**Task to complete**
Return the lines of the listing below verbatim, starting at its first line and stopping after the line that contains "box: [275, 113, 278, 130]". Leave the pictures out of your answer.

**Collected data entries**
:::::
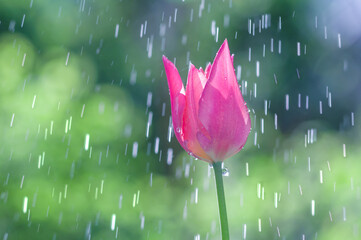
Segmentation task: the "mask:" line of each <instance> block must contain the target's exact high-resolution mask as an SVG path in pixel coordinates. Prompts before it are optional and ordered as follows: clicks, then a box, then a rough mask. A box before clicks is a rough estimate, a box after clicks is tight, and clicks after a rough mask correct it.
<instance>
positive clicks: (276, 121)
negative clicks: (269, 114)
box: [275, 113, 278, 130]
mask: <svg viewBox="0 0 361 240" xmlns="http://www.w3.org/2000/svg"><path fill="white" fill-rule="evenodd" d="M277 122H278V120H277V114H276V113H275V129H276V130H277V124H278V123H277Z"/></svg>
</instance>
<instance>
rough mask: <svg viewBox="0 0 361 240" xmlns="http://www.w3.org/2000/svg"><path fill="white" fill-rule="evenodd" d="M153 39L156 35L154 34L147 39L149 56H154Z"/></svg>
mask: <svg viewBox="0 0 361 240" xmlns="http://www.w3.org/2000/svg"><path fill="white" fill-rule="evenodd" d="M153 39H154V35H152V36H151V37H150V38H148V40H147V52H148V58H151V57H152V53H153Z"/></svg>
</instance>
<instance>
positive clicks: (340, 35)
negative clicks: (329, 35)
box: [337, 33, 341, 48]
mask: <svg viewBox="0 0 361 240" xmlns="http://www.w3.org/2000/svg"><path fill="white" fill-rule="evenodd" d="M337 40H338V48H341V34H340V33H339V34H337Z"/></svg>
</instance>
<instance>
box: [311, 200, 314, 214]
mask: <svg viewBox="0 0 361 240" xmlns="http://www.w3.org/2000/svg"><path fill="white" fill-rule="evenodd" d="M311 215H312V216H315V200H311Z"/></svg>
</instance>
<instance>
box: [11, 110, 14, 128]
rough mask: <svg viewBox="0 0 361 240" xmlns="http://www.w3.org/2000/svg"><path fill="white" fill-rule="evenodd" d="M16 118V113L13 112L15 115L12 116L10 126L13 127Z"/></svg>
mask: <svg viewBox="0 0 361 240" xmlns="http://www.w3.org/2000/svg"><path fill="white" fill-rule="evenodd" d="M14 118H15V113H13V115H12V116H11V121H10V127H13V123H14Z"/></svg>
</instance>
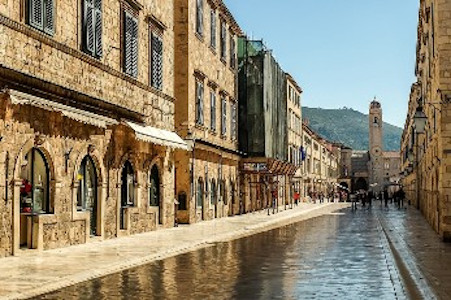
:::::
**Solution to the exercise**
Segmentation task: the "mask:" line of each <instance> block must contain the target's exact high-resolution mask as an SVG path in pixel coordinates. Prompts before it are optional and ordered as follows: clicks, then a box, then a rough mask. A box before clicks is a rough estimate, a box after clicks is tight, and clicks after a rough mask correct it.
<instance>
positive clicks: (276, 121)
negative clicks: (269, 114)
box: [275, 113, 278, 130]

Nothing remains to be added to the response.